### What is needed
Leaving the pictures aside, restate all of the data exactly.

Point localization data:

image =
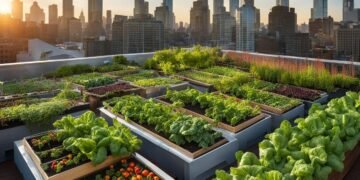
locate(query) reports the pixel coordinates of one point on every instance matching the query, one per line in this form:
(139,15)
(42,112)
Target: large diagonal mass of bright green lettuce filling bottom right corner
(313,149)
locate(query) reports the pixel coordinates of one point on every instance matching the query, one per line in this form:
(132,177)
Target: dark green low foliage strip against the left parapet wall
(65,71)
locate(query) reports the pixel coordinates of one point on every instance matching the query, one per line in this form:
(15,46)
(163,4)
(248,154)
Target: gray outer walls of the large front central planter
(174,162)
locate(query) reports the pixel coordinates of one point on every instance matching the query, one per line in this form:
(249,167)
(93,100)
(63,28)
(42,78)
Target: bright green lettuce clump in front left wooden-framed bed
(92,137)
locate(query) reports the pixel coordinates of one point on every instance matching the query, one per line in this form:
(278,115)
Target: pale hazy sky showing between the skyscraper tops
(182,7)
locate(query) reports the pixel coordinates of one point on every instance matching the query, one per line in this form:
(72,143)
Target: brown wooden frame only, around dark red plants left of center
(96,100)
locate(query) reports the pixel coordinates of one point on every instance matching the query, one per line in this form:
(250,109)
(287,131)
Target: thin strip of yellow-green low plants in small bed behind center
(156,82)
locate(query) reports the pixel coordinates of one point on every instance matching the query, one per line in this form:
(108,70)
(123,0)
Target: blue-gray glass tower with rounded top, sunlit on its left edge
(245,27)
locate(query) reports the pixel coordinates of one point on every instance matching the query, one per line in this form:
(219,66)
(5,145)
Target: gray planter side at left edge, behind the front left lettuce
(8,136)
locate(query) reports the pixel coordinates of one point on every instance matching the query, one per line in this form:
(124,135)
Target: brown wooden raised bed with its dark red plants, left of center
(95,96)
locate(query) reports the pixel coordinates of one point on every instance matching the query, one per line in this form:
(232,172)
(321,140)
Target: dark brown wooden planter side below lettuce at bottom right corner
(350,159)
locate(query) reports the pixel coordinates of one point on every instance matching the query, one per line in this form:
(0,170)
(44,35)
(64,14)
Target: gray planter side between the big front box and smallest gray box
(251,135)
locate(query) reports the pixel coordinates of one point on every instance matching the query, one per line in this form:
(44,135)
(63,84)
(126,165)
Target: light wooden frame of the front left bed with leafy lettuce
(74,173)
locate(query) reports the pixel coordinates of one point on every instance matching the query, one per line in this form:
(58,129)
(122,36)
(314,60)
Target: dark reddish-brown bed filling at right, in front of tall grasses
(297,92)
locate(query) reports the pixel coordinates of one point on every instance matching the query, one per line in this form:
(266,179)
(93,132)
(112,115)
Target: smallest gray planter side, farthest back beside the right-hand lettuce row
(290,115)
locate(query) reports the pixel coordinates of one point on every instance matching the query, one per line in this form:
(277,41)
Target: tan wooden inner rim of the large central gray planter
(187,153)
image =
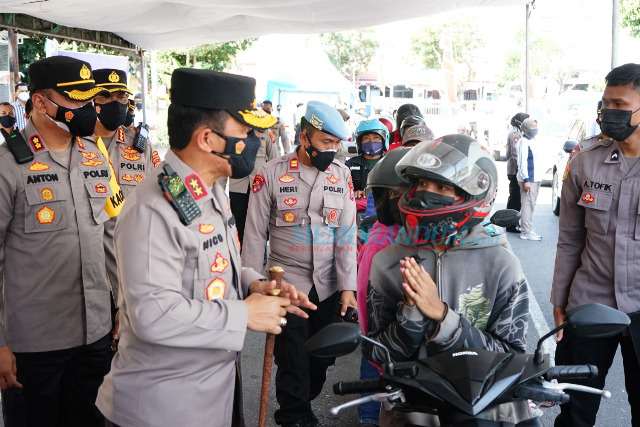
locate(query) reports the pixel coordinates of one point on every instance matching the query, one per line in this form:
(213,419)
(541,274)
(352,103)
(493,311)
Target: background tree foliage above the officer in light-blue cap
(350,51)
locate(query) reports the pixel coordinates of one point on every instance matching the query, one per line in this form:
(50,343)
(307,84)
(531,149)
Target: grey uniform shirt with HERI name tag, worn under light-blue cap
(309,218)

### Written solution
image =
locate(query) reports the pixel coordinates of one point on every instance matching the query, one per line in this form:
(139,15)
(42,112)
Target: large diagonal mass of bright green lettuce filling bottom right corner
(313,149)
locate(query) reports the pixel coordinates of one point on every instance matching the query, one per line in this form:
(132,177)
Target: dark green low foliage strip against the left parapet wall
(65,71)
locate(query) reports the pixel coordinates of one point on every instance matching the query, one per line in this form:
(15,46)
(163,4)
(248,154)
Target: gray outer walls of the large front central planter
(174,162)
locate(query) reports the pixel coordinates of one point on every instance matching the query, one per line in this form:
(249,167)
(93,100)
(63,28)
(42,78)
Target: bright green lettuce clump in front left wooden-framed bed
(92,137)
locate(query) reports the pixel coordinates of one point on every instance matching the query, one per line in this form:
(278,115)
Target: pale hazy sky showing between the skyscraper tops
(182,7)
locate(query) reports the pixel coordinates of one point on every instance matching the query, one per line in this form:
(72,143)
Target: brown wooden frame only, around dark red plants left of center
(96,100)
locate(query) reports the pixel coordinates of one point on every instance matching the query, one per line in this form:
(250,109)
(287,131)
Target: thin strip of yellow-green low plants in small bed behind center
(156,82)
locate(query) reports the pixel coordinates of one point on every instance matching the query, one per line in this form:
(108,70)
(123,0)
Target: blue-gray glass tower with rounded top, sunlit on its left edge
(245,27)
locate(query) reports the pixel coordinates of one point on every instance matching the query, one per line in this form:
(219,66)
(5,145)
Target: gray planter side at left edge, behind the front left lettuce
(8,136)
locate(query) reports the pixel coordinates of one point on every instance matching the query, one per line in this form:
(124,135)
Target: brown wooden raised bed with its dark red plants, left of center
(95,96)
locate(query) reports the pixel coordinates of one point on every instance matching the query, one per line in this form:
(232,172)
(321,140)
Target: dark brown wooden planter side below lettuce at bottom right corner
(350,159)
locate(query) reports the pixel coordinates of one point on every instance matching the query, one per line in this form:
(0,170)
(44,35)
(64,14)
Target: gray planter side between the big front box and smallest gray box
(251,135)
locate(query) reports the pixel coordinates of one point on every instance matching the query, one per line in this form:
(44,135)
(63,84)
(126,165)
Target: light wooden frame of the front left bed with leafy lettuce
(74,173)
locate(query) reports the pixel coordinates of one point on every instance matching the query, one per line in this form:
(58,129)
(122,36)
(314,60)
Target: dark reddish-brown bed filling at right, in front of tall grasses
(297,92)
locate(query) reports the pixel coordinates of one point on every instance matching the query, one per line in this form:
(266,179)
(93,132)
(112,115)
Target: smallest gray planter side, farthest back beside the right-hand lettuce row
(290,115)
locate(query) reports the pixel coordinates of one point on every instance matching the query, one per line in this form:
(277,41)
Target: tan wooden inner rim of the large central gray planter
(187,153)
image =
locate(query) reports the pixel coordinates of one point on every instance matching the query, one per line in this form:
(213,419)
(541,274)
(352,103)
(493,311)
Target: background tree foliage above the officer in light-blue cap
(350,51)
locate(query) reports the pixel coordinates of one point on every instance matching the query, one per line in this form:
(50,343)
(307,84)
(531,149)
Target: grey uniform shirt with HERI name tag, worn under light-blue cap
(309,218)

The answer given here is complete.